■ Task brief: Once the line containing "Target: purple flower" is found in the entries below, reproduce it and every line after it, stopping at and including the line containing "Target: thistle-like flower"; reproduce nothing else, and keep each line exact.

■ Excerpted data:
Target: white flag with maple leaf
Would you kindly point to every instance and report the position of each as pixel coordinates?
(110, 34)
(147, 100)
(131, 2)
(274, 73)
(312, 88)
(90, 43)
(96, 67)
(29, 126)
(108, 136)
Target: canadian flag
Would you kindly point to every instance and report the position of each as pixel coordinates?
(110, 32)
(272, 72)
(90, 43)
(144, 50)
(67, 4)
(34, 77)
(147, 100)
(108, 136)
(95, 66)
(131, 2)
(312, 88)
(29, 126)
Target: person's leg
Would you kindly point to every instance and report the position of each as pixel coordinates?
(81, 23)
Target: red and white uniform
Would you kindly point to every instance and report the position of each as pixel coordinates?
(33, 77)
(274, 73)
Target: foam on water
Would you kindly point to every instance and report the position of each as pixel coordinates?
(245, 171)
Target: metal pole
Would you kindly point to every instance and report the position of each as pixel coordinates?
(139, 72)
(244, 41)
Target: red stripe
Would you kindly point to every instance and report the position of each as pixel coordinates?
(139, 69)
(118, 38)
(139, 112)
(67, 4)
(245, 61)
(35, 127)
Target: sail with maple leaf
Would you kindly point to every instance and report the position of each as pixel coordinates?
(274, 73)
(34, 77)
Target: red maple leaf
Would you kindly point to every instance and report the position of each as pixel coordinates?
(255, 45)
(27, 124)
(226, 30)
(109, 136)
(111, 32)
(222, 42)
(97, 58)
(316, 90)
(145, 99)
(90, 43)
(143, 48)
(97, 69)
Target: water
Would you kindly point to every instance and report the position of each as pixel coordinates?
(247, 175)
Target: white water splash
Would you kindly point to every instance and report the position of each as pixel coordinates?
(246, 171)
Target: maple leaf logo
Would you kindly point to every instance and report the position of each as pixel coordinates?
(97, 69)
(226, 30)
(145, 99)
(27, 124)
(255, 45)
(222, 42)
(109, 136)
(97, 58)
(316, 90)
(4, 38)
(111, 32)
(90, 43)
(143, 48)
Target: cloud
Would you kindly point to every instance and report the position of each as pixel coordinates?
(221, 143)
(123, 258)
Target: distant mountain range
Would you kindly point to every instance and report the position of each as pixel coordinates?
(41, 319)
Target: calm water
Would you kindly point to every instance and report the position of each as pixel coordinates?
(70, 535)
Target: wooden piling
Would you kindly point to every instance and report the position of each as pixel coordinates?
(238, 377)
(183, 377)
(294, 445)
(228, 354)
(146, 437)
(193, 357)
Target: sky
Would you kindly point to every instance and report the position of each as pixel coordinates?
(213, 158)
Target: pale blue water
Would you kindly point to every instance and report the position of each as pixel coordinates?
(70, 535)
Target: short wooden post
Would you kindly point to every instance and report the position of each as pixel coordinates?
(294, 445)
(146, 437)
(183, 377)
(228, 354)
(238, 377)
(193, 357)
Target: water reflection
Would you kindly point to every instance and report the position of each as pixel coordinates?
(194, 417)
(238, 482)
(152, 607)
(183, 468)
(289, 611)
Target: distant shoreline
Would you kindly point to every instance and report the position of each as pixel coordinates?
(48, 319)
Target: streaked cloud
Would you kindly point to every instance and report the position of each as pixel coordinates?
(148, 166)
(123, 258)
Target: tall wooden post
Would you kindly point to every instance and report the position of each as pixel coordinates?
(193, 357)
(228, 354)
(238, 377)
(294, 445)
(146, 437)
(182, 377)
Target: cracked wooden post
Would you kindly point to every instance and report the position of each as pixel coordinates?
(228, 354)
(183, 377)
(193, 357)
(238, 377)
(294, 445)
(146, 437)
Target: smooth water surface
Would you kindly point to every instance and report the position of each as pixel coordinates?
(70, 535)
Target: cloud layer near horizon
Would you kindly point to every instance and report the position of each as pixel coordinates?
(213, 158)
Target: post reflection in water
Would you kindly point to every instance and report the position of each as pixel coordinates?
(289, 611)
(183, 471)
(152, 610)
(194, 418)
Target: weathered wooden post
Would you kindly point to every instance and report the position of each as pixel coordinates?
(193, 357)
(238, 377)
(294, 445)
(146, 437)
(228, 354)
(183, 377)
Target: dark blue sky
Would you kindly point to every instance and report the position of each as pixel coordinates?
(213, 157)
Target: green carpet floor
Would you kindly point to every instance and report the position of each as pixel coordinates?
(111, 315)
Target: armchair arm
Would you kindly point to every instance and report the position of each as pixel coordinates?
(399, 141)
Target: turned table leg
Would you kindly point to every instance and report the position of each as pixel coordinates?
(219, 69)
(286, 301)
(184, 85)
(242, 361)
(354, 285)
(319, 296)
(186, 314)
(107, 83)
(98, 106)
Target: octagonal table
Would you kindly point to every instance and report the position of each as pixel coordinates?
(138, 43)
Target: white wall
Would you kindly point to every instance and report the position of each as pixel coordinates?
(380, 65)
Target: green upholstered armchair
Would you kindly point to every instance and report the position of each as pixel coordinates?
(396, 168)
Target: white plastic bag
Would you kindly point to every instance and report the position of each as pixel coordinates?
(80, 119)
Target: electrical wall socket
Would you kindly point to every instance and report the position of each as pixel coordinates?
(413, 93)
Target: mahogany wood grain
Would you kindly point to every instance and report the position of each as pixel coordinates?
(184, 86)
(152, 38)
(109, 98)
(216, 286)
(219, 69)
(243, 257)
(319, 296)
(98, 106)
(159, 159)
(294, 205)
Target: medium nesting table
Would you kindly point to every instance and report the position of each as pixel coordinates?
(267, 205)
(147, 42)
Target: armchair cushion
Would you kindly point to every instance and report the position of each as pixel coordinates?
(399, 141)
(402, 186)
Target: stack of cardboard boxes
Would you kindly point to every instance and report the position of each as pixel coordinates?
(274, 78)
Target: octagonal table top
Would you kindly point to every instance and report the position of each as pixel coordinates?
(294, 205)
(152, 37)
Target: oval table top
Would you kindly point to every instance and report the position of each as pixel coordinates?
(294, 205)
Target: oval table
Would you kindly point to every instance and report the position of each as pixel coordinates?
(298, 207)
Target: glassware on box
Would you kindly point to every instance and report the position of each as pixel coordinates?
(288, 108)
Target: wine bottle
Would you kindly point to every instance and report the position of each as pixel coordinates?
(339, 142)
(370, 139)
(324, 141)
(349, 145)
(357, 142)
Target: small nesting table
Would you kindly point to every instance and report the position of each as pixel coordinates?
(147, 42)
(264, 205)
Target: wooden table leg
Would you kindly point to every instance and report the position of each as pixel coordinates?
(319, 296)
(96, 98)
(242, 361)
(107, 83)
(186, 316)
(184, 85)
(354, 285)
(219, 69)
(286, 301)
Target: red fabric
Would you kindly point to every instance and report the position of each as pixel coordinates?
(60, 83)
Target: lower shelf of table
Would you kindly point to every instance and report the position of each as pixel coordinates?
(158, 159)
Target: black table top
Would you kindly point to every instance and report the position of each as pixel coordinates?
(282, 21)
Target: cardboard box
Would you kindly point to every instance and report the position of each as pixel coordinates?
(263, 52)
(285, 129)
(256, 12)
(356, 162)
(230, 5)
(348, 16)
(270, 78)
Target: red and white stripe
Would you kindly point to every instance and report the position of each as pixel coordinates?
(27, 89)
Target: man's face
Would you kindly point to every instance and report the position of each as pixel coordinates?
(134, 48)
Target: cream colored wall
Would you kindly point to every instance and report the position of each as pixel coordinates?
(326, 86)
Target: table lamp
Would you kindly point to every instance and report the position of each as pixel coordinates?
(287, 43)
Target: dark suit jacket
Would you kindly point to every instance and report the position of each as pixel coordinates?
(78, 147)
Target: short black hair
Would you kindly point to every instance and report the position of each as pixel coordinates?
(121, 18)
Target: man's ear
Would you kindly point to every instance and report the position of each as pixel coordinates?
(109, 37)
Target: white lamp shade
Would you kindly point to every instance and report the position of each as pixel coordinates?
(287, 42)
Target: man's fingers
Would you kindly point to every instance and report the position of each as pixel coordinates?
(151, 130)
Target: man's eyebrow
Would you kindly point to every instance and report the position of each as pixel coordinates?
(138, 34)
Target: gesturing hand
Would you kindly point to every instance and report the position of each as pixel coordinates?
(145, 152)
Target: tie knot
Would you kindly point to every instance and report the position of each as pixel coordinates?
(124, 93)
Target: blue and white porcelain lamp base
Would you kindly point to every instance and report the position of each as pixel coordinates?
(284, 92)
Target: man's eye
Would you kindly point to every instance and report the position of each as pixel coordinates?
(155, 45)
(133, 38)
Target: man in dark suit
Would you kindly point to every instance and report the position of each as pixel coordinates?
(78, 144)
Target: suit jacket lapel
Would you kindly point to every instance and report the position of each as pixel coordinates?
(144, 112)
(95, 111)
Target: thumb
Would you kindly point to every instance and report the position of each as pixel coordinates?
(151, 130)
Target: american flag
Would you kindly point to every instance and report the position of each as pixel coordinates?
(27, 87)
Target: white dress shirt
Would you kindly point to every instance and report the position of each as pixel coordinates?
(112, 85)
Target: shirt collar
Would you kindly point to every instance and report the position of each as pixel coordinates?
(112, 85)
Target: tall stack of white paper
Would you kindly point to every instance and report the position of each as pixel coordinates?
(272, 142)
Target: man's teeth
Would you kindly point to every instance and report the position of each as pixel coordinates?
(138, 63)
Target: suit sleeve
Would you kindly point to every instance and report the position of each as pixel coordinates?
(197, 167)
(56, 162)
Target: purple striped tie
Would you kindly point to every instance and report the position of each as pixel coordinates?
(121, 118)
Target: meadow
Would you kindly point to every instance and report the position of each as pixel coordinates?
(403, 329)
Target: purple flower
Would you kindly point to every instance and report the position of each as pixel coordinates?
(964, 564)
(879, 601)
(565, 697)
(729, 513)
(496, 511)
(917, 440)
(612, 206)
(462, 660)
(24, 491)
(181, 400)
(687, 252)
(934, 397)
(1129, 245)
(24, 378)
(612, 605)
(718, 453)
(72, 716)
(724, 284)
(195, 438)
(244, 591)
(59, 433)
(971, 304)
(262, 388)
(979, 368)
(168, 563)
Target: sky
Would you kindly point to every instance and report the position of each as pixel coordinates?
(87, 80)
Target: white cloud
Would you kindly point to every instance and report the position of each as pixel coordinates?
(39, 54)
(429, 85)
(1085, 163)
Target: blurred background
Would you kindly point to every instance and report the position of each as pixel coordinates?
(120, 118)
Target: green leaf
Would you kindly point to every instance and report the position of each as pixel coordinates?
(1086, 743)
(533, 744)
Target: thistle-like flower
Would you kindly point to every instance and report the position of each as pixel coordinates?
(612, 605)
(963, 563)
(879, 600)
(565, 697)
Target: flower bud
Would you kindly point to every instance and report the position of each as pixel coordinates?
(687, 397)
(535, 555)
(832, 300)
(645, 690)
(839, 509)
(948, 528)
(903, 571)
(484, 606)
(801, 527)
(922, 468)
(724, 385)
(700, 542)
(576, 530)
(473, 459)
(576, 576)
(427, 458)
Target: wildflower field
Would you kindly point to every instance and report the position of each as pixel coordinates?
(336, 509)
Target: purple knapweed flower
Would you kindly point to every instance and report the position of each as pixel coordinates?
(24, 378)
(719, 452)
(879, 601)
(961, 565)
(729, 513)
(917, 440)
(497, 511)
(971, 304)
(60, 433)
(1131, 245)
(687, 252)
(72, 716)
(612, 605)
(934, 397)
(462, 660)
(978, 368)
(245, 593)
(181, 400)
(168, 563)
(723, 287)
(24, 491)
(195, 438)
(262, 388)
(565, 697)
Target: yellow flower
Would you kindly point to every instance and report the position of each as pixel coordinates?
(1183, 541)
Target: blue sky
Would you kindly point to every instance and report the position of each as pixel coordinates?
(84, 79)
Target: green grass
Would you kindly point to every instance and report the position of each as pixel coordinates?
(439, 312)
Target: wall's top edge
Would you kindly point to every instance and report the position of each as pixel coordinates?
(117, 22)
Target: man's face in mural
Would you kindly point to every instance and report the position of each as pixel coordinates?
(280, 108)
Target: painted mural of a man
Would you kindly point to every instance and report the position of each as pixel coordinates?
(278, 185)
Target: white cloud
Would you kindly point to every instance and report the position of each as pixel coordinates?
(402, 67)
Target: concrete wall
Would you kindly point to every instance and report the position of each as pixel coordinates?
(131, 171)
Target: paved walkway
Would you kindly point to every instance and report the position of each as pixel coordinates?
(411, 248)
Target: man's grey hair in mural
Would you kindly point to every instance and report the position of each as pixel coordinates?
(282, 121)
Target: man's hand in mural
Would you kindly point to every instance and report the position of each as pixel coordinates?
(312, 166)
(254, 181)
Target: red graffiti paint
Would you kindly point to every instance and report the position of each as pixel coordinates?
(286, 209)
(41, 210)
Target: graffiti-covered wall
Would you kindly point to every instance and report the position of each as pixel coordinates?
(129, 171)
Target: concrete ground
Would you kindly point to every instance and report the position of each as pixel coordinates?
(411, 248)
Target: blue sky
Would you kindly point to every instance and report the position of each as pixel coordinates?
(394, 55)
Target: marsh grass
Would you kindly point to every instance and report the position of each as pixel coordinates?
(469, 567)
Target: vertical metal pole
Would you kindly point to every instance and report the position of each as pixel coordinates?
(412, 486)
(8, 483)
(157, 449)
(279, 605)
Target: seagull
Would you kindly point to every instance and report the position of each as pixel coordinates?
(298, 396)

■ Solution to this exercise:
Target: purple flower
Would you kindly point to every instance and report the position of each as pixel coordinates?
(964, 564)
(879, 601)
(565, 697)
(729, 513)
(496, 511)
(917, 440)
(612, 206)
(462, 660)
(24, 491)
(181, 400)
(687, 252)
(934, 397)
(1129, 245)
(24, 378)
(612, 605)
(718, 453)
(72, 716)
(724, 284)
(195, 438)
(244, 591)
(59, 433)
(971, 304)
(262, 388)
(979, 368)
(168, 563)
Target: sky
Would you kindly point to every instance and report the position of each as pixel coordinates?
(87, 80)
Target: white cloud
Would you kindly point to every instance and report the position of each as pixel coordinates?
(39, 54)
(429, 85)
(1085, 163)
Target: blurred background
Would you kindly point to every instance and report the position of each as pixel coordinates?
(120, 118)
Target: green leaf
Would you kindly point to every instance and report the position of each as pixel coordinates?
(1086, 743)
(533, 744)
Target: thistle-like flower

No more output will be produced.